Point placement records
# # # # #

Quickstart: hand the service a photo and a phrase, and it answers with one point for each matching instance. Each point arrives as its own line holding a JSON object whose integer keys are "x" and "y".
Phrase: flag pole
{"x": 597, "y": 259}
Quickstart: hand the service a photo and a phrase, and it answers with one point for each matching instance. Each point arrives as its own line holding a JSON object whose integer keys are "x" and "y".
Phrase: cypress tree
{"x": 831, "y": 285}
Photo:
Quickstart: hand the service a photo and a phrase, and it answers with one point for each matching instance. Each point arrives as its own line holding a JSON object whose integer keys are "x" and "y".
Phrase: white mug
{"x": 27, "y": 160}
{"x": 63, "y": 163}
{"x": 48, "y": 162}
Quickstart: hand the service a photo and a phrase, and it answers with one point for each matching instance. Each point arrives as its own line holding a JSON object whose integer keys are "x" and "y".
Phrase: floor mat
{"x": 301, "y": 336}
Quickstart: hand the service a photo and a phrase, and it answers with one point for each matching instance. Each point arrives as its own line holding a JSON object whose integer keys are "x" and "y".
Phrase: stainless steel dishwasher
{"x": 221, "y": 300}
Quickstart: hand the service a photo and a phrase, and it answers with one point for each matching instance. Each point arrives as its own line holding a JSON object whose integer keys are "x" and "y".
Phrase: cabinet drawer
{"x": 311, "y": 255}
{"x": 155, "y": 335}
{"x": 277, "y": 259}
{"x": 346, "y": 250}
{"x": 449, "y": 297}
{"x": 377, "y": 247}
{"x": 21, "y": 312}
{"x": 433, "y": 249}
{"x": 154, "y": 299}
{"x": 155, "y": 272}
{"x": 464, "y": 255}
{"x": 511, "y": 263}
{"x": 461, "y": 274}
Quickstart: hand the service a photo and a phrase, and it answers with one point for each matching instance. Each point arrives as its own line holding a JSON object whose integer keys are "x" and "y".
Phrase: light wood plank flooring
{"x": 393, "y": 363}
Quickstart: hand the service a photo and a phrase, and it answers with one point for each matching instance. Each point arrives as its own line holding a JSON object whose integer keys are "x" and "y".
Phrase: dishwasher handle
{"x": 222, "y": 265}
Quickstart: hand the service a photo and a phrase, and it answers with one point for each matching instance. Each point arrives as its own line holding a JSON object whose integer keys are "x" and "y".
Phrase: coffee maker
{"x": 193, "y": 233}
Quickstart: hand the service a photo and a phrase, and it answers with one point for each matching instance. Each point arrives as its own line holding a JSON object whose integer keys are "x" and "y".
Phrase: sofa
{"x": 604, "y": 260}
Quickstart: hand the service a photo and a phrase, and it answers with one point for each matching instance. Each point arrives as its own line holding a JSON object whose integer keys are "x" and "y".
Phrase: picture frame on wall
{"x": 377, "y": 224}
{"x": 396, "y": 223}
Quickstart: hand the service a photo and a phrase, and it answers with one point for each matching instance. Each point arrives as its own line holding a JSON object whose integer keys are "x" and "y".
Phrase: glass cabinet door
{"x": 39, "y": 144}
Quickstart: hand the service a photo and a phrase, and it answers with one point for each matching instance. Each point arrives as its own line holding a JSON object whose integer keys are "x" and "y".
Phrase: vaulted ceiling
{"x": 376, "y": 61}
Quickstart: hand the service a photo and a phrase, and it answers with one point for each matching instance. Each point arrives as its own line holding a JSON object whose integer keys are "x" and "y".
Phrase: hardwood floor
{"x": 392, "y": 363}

# # # # #

-- Task objective --
Count how many lines in the data above contain the word "dishwasher", matching case exactly. Give only the number.

-- Written answer --
2